The required result is the exact run of lines beginning at the one containing "Indicate the striped" and ending at the last line of the entries.

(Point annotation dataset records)
━━━━━━━━━━

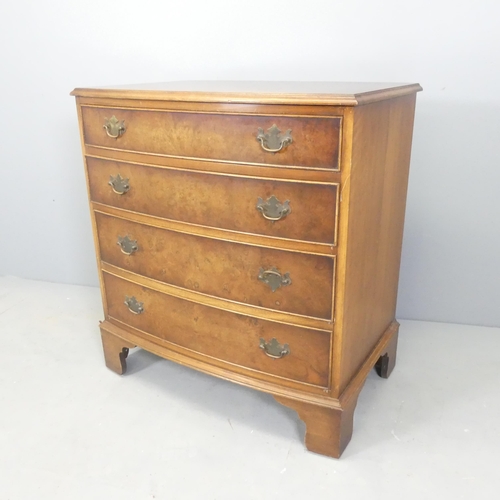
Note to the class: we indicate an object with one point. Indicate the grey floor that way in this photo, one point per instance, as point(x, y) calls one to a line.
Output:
point(71, 429)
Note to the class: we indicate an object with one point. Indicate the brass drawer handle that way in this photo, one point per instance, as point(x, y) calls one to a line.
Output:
point(273, 209)
point(273, 278)
point(273, 140)
point(114, 127)
point(274, 349)
point(134, 306)
point(127, 246)
point(119, 185)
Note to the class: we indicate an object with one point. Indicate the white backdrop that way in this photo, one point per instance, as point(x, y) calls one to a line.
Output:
point(450, 269)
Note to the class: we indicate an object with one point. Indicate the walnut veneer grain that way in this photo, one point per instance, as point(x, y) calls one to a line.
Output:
point(196, 171)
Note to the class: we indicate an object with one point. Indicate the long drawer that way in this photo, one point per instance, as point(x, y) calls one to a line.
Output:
point(273, 279)
point(223, 137)
point(237, 339)
point(222, 201)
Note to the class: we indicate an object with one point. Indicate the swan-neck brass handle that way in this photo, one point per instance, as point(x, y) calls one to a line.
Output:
point(272, 209)
point(118, 184)
point(273, 278)
point(114, 127)
point(134, 306)
point(127, 246)
point(274, 349)
point(273, 140)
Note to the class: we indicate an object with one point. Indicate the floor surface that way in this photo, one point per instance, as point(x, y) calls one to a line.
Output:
point(71, 429)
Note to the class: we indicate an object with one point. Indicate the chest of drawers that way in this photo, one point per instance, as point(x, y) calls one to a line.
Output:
point(253, 231)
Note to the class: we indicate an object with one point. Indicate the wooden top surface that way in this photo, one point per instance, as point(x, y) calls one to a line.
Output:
point(319, 93)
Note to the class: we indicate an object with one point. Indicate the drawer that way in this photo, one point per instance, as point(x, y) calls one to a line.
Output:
point(226, 202)
point(222, 335)
point(221, 137)
point(233, 271)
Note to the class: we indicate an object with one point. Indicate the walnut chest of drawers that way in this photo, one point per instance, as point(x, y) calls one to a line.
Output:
point(253, 231)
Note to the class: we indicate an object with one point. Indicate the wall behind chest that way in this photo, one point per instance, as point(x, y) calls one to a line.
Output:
point(452, 242)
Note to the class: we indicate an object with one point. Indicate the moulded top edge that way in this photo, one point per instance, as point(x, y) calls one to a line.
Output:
point(315, 93)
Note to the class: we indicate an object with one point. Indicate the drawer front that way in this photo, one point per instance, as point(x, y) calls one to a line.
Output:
point(222, 137)
point(222, 335)
point(302, 283)
point(221, 201)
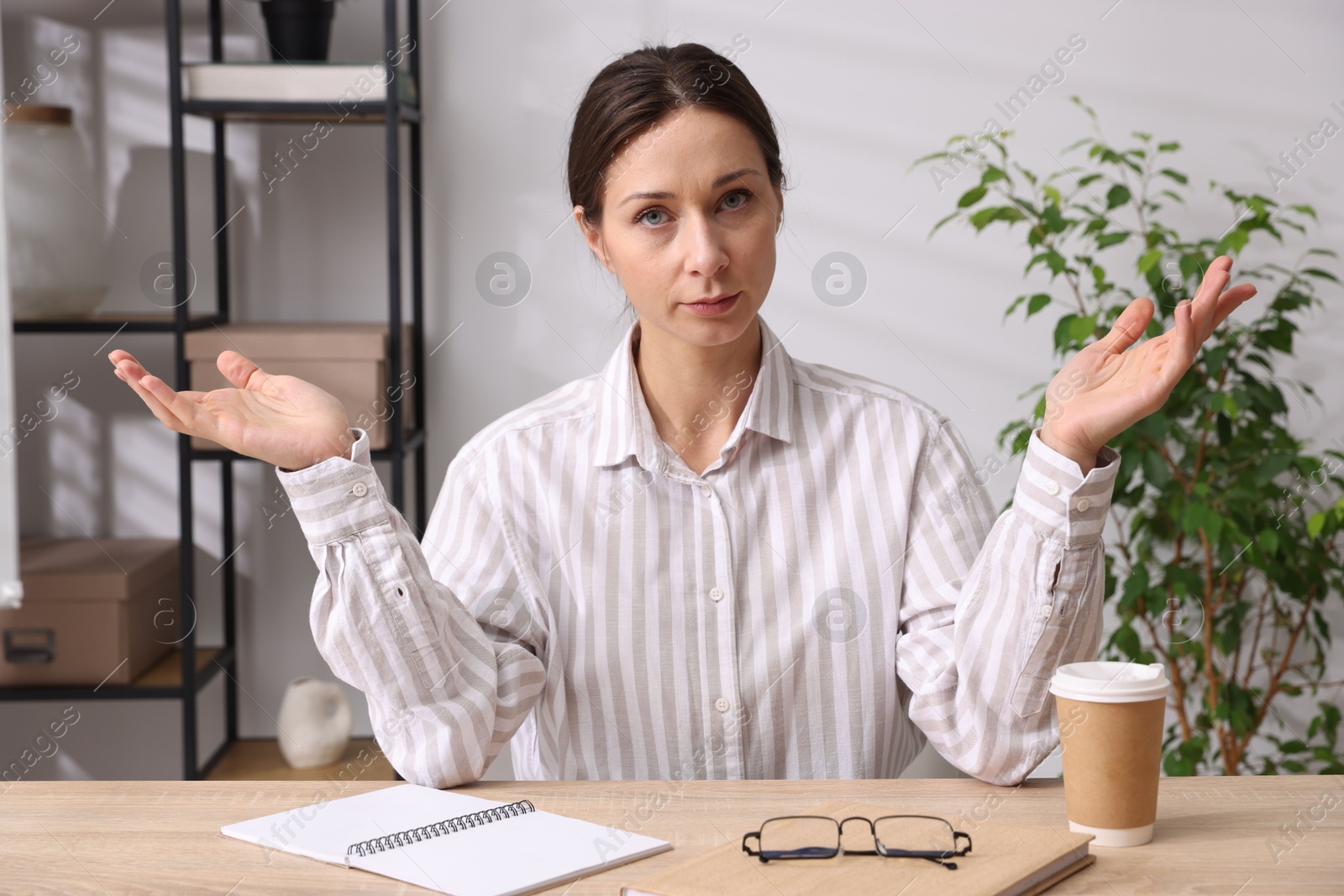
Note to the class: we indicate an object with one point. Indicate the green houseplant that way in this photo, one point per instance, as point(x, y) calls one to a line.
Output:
point(1227, 544)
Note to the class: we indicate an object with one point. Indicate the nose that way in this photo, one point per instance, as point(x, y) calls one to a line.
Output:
point(703, 244)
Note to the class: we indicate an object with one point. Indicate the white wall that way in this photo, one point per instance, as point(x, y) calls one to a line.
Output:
point(859, 90)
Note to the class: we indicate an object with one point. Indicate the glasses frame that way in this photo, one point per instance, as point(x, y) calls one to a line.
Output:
point(936, 856)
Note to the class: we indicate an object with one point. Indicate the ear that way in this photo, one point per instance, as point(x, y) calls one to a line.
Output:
point(593, 238)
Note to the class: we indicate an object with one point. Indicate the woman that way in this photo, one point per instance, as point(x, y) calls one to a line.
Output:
point(710, 559)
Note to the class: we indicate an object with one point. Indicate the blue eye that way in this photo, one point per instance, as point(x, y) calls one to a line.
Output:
point(643, 215)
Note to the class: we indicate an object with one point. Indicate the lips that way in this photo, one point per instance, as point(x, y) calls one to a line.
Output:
point(711, 307)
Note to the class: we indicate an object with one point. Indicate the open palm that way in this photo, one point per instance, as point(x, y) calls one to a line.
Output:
point(280, 419)
point(1105, 389)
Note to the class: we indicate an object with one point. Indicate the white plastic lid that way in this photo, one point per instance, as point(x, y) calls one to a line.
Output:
point(1110, 681)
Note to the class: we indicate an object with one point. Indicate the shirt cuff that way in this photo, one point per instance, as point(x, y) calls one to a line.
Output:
point(1058, 500)
point(338, 497)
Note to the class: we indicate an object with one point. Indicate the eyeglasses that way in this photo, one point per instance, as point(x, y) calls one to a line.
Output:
point(894, 836)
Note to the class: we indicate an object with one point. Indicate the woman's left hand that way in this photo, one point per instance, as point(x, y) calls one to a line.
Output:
point(1104, 389)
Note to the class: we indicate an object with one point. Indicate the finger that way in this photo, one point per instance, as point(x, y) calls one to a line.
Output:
point(1128, 327)
point(239, 371)
point(156, 406)
point(178, 409)
point(1182, 354)
point(1206, 298)
point(1229, 301)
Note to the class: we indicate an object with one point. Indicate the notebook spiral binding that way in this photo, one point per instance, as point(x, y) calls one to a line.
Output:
point(437, 829)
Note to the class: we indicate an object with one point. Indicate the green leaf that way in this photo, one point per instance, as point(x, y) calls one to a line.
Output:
point(1315, 524)
point(972, 196)
point(1272, 466)
point(1155, 469)
point(1081, 328)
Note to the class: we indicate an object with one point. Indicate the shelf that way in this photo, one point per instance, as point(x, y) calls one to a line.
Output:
point(155, 322)
point(156, 683)
point(302, 110)
point(261, 761)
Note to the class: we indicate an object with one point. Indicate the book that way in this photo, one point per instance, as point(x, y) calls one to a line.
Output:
point(297, 81)
point(447, 841)
point(1005, 860)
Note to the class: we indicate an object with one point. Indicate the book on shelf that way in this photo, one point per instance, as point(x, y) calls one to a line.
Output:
point(447, 841)
point(299, 81)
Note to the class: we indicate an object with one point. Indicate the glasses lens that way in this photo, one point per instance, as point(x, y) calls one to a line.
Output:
point(913, 833)
point(800, 837)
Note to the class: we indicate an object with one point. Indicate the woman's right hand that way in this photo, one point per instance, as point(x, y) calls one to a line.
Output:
point(280, 419)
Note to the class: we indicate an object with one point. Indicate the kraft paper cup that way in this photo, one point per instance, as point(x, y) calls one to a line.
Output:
point(1110, 731)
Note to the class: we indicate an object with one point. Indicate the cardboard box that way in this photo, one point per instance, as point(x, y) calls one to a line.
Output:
point(92, 610)
point(349, 360)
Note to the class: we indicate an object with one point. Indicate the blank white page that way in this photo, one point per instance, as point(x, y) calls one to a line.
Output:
point(515, 855)
point(326, 831)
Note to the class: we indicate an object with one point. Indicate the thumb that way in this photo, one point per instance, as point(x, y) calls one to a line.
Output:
point(1128, 327)
point(239, 371)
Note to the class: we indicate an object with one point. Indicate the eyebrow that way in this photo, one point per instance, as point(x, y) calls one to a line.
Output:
point(664, 194)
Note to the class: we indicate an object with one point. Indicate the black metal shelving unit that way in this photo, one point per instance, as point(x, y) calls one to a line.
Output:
point(183, 673)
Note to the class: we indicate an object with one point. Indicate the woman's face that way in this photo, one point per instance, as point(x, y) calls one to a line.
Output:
point(707, 233)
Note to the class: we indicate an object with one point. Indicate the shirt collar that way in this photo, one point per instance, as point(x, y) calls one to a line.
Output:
point(624, 425)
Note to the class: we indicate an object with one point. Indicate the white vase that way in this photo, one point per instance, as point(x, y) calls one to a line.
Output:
point(313, 723)
point(58, 259)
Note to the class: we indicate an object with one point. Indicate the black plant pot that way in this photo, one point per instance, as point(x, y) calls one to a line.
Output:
point(299, 29)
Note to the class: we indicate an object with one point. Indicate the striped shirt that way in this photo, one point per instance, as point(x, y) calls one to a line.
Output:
point(828, 595)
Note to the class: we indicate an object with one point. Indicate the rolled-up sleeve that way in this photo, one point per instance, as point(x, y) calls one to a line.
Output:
point(391, 616)
point(991, 607)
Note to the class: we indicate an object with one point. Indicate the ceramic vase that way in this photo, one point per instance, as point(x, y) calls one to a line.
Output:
point(313, 723)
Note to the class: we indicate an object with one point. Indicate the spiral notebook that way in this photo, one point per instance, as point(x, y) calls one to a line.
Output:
point(448, 841)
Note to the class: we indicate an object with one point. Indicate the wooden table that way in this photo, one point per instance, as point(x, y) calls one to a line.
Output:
point(1221, 836)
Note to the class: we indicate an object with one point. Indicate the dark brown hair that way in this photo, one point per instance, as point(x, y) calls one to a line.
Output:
point(631, 96)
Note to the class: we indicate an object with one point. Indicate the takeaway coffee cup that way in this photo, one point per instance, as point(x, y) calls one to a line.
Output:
point(1110, 731)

━━━━━━━━━━

■ **The reply**
Note to the class: we indicate an object with one point. Indicate the striped shirt that way in this photo, one point per instance, as point(x, y) calls one to a line.
Output:
point(828, 595)
Note to the class: we indicate an object with one point. Indicate the rolled-up sleeve that way in this photo, one point per instance, as point(x, y) calls one to a line.
Output:
point(391, 616)
point(991, 607)
Note to the class: we indicate an object with one point. Indicate the ceramic vase that way in this photo, one point per instance, as point(x, y) calls one to a line.
Output:
point(313, 723)
Note to the class: we indicate an object with one point. Indicate the spiral notebook that way in this photo, one point per instance, as point(x, y) calls one to a line.
Output:
point(448, 841)
Note to the class: we indicate an object with one point. Indicate the wooden table that way in this photo, one point per instance, as point(x, y) calls one to a line.
Output:
point(1221, 836)
Note to the class: we indicate an object with one point. Indicate the dark brown hair that way in this photo, one point per instance, as point(x, y) calls one to a line.
Output:
point(631, 96)
Note to the class: we indicate an object with one point. Indicate the takeaway coffee cup that way in this photo, one point per instance, as point(x, y) calls one to a line.
Output:
point(1110, 731)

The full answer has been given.